**TASK GOAL**
Copy out the lines below that run from the one containing "the sand dune" through the one containing "column 61, row 58", both ends included, without changing anything.

Extracted data entries:
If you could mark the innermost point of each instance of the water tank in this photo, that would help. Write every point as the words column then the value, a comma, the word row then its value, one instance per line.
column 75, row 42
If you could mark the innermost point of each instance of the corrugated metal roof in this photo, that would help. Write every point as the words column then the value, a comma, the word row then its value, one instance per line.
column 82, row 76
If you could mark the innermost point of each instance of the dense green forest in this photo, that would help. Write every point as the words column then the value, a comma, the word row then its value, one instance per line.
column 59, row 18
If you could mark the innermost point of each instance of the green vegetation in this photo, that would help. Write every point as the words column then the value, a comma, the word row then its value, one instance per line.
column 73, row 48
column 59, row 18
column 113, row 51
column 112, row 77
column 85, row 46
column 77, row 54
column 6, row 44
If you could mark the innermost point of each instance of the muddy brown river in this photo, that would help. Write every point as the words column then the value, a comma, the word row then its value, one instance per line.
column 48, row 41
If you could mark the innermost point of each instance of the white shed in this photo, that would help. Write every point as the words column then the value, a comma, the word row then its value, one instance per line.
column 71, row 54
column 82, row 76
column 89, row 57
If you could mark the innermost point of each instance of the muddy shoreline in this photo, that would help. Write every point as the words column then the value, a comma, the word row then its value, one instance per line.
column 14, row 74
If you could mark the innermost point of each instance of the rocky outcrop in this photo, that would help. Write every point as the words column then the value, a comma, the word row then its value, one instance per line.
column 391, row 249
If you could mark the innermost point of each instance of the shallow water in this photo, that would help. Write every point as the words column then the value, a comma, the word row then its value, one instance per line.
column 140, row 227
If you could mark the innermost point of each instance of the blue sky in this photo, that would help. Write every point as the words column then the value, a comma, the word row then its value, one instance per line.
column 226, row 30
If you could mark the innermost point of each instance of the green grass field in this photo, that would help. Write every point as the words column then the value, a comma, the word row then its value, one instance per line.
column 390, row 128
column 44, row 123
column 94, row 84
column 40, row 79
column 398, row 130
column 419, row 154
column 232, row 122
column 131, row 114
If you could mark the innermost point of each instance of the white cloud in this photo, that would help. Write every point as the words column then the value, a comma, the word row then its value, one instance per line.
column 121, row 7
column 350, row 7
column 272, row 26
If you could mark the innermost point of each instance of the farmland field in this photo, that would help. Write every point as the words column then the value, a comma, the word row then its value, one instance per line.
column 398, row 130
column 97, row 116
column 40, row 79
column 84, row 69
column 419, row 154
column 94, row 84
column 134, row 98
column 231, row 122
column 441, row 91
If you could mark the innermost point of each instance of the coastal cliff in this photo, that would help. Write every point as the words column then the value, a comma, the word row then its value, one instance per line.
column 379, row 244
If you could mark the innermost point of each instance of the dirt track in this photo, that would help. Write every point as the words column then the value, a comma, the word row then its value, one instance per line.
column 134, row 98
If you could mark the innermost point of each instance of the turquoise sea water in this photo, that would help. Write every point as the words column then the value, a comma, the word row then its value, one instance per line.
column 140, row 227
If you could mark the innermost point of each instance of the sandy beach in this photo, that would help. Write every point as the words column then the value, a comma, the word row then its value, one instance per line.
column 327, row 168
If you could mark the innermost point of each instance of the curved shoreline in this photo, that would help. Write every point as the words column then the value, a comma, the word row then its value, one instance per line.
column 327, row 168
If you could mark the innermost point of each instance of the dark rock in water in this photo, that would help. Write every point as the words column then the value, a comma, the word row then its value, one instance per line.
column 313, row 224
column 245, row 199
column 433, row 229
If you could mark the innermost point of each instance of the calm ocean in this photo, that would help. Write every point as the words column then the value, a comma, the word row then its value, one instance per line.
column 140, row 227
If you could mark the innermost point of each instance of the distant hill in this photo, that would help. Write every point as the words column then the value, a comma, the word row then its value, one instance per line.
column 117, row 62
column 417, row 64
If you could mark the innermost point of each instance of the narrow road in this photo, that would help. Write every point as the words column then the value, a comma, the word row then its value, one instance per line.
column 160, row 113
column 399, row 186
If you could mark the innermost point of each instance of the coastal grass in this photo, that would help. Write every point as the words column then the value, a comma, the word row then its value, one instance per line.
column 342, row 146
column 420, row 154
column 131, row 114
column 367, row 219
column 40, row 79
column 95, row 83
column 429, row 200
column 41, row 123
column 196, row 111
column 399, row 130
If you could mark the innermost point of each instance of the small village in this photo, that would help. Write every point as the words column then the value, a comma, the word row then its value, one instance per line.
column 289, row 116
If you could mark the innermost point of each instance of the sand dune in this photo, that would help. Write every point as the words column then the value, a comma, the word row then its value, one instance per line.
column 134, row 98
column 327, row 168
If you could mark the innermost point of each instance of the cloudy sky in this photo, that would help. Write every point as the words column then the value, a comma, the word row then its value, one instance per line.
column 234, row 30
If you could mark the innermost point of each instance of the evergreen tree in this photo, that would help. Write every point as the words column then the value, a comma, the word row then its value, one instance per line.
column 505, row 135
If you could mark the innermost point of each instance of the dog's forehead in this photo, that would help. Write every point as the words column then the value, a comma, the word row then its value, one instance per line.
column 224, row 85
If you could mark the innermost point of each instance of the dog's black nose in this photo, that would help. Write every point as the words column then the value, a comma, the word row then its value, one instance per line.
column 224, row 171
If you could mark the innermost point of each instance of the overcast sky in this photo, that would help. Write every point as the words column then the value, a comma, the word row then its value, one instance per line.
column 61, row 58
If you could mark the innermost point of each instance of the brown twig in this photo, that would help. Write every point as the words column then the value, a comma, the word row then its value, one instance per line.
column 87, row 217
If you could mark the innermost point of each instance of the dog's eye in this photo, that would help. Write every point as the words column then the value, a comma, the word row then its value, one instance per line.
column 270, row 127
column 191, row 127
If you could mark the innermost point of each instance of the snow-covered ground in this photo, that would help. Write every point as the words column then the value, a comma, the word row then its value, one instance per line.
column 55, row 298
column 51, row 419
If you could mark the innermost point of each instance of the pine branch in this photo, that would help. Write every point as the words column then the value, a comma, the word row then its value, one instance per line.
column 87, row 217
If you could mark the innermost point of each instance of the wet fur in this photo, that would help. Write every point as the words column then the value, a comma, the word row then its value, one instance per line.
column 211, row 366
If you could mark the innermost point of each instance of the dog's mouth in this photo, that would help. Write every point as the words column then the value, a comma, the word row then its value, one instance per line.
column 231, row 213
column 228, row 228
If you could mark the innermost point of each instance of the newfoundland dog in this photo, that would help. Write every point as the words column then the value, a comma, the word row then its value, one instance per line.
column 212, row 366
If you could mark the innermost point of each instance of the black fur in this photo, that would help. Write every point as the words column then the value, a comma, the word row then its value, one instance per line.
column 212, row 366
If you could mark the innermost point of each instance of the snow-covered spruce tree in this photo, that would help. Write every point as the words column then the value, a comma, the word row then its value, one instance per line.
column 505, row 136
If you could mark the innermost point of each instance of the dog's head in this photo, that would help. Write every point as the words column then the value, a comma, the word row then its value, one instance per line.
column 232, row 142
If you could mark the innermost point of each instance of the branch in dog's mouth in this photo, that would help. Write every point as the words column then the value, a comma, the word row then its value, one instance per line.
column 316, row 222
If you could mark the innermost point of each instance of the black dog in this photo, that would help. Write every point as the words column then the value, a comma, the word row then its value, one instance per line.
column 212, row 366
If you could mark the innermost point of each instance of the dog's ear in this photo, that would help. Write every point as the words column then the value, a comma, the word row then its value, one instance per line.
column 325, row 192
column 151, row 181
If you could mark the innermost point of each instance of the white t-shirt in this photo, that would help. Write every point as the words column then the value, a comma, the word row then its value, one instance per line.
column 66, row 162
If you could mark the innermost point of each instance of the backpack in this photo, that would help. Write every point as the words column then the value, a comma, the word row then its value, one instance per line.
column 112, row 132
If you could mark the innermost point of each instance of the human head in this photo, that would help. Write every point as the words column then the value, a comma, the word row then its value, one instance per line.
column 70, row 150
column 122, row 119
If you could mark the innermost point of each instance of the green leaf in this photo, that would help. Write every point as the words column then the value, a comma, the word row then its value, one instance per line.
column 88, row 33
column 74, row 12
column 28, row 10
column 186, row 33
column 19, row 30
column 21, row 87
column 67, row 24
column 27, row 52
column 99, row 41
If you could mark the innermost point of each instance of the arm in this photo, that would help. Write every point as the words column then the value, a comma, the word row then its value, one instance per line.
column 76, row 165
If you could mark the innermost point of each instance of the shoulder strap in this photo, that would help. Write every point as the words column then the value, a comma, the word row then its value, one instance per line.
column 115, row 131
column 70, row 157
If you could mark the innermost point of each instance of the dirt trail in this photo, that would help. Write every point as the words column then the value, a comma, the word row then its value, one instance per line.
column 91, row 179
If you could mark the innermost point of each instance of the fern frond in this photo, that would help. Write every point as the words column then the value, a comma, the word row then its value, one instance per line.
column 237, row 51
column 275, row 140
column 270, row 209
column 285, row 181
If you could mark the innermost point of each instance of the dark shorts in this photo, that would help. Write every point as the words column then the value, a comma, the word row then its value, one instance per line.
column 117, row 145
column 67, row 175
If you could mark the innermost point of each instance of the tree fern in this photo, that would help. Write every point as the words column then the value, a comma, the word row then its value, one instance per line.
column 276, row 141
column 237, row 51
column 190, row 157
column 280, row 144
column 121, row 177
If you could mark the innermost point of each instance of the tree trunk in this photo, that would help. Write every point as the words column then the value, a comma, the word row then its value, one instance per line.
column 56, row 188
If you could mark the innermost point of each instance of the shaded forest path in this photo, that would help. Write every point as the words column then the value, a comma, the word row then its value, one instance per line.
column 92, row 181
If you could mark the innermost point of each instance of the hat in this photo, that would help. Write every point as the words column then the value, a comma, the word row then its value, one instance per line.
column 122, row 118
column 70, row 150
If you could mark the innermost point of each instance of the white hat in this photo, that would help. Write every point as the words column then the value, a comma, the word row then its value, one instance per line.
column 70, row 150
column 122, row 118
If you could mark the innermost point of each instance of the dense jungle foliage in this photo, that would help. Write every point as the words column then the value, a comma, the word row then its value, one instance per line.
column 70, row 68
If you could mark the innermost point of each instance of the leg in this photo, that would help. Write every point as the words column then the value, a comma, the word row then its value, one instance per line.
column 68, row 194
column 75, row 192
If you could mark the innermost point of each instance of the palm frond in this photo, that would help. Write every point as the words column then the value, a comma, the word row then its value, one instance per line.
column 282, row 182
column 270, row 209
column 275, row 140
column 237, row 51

**TASK OUTPUT**
If you could mark the innermost point of each instance of the sand dune in this photo, that would help. Write every point as the words column then the value, a comma, the word row then its value, one instance per line.
column 134, row 98
column 327, row 168
If you could mark the innermost point of each instance of the cloudy sky in this photo, that would help. Write every point as the words column then the value, a comma, the word row then its value, one instance per line.
column 234, row 30
If you could mark the innermost point of each instance of the evergreen tree in this photo, that would help. Write every point as the words column then the value, a comma, the word row then its value, one instance per line.
column 505, row 135
If you could mark the innermost point of each instance of the dog's forehead in this photo, that would help. Write every point as the words column then the value, a comma, the word row then its value, one instance per line.
column 224, row 85
If you could mark the innermost point of each instance of the dog's black nose in this photo, that would help. Write every point as the words column then the value, a comma, the word row then its value, one instance per line.
column 224, row 171
If you could mark the innermost point of each instance of the overcast sky in this photo, that would help. Write every point as the words column then the value, a comma, the word row then its value, one instance per line.
column 61, row 58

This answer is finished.